→ **EXERCISE REQUIREMENTS**: Reproduce only the part of the entries that opens with the line containing "target: blue street sign" and closes with the final line of the entries, keeping every request line unchanged. Raise each x and y coordinate in the outline answers by 92.

→ **RECORD LIST**:
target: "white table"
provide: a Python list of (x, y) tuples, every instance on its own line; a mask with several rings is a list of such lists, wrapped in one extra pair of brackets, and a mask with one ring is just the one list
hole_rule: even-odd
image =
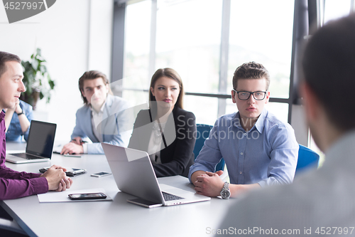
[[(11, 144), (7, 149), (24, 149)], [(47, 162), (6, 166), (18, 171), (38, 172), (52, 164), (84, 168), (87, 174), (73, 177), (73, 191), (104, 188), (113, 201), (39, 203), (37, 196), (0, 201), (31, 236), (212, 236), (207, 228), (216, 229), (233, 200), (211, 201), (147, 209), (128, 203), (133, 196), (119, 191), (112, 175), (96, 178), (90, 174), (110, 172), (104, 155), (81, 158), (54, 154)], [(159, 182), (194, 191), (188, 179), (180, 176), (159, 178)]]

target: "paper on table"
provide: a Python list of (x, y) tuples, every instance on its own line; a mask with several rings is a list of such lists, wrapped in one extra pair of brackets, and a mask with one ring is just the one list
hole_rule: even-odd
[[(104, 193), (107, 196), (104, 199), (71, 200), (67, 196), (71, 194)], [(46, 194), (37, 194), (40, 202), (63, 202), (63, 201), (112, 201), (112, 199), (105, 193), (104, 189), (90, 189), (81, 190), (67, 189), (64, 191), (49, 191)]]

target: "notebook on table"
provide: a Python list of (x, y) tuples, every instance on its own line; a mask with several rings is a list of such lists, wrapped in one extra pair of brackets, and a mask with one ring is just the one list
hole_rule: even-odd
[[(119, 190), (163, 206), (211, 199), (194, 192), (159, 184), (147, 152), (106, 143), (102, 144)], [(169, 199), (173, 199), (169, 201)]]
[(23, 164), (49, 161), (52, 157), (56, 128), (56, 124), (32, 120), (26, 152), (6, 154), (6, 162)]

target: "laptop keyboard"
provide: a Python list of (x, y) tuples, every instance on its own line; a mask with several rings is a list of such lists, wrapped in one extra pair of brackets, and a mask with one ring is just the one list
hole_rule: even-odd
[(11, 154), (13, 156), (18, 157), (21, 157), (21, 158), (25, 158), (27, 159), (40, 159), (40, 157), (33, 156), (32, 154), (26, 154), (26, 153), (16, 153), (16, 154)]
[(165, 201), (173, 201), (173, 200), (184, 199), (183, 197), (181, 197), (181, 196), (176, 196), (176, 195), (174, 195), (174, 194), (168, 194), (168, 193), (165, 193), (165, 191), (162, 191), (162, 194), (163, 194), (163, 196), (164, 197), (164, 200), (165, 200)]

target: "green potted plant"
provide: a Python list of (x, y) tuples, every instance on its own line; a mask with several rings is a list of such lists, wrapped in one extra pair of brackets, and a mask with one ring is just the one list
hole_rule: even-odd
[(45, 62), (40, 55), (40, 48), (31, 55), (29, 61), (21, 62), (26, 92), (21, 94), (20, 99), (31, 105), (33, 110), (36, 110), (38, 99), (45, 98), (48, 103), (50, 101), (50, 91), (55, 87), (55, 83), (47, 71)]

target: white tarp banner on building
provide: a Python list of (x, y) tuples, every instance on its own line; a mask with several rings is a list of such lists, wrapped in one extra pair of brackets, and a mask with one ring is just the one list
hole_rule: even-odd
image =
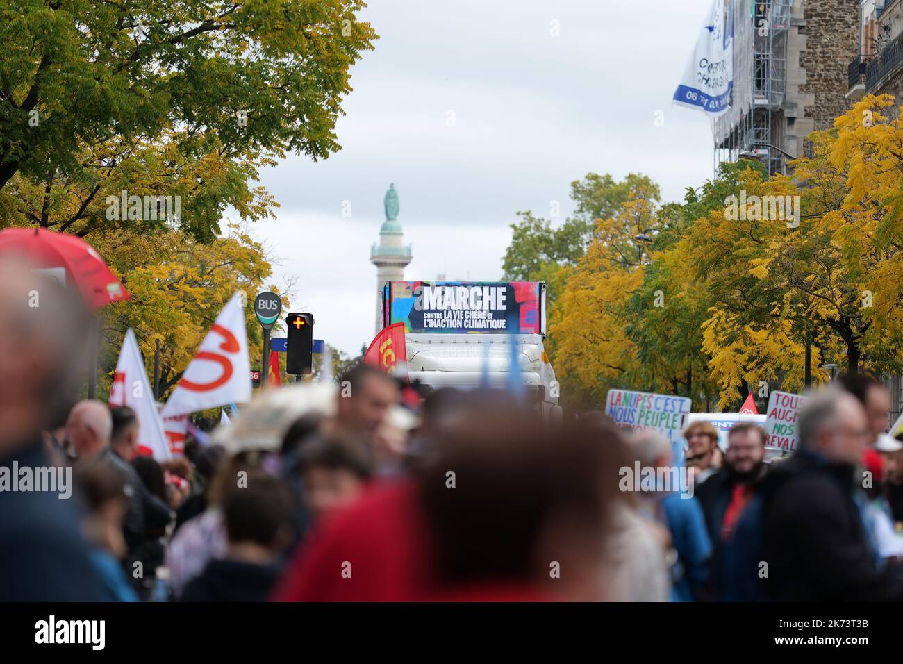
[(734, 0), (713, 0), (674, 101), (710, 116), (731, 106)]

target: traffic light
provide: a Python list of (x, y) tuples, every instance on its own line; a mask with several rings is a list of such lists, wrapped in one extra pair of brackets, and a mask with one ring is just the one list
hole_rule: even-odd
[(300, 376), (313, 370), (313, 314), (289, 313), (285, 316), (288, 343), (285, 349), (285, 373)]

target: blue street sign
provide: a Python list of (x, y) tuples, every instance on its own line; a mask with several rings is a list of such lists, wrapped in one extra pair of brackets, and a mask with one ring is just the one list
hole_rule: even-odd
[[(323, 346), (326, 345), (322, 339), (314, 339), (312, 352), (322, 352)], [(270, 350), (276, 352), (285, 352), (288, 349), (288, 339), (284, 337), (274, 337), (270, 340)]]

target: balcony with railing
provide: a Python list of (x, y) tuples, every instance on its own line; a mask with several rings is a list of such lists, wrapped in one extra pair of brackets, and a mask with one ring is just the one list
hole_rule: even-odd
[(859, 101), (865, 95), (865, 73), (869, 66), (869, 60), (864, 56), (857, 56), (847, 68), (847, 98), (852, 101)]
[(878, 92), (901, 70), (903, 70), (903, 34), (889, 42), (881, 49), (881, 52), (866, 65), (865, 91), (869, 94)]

→ **TASK ANSWER**:
target: blue street sign
provide: a Python list of (x, y) tuples, every instance on its own line; a mask with several rings is a list of such lists, wrapped in one extra pair of brackets, and a mask with one ring is just the one list
hole_rule: even-odd
[[(415, 438), (418, 437), (414, 431), (406, 431), (404, 444), (414, 444)], [(362, 442), (368, 444), (377, 444), (380, 441), (380, 431), (376, 429), (366, 429), (362, 432)]]

target: balcony with railing
provide: a Python list of (x, y) tuples, every instance on its own line; a mask with several rings is a list of such lists, wrapped in one extra pair of brackets, and a mask with one ring is just the one list
hole_rule: even-odd
[(951, 193), (957, 187), (957, 165), (961, 158), (961, 152), (956, 148), (949, 148), (939, 160), (939, 190), (944, 193)]
[(970, 184), (993, 162), (995, 162), (995, 126), (981, 134), (973, 141), (973, 144), (958, 157), (957, 183), (961, 186)]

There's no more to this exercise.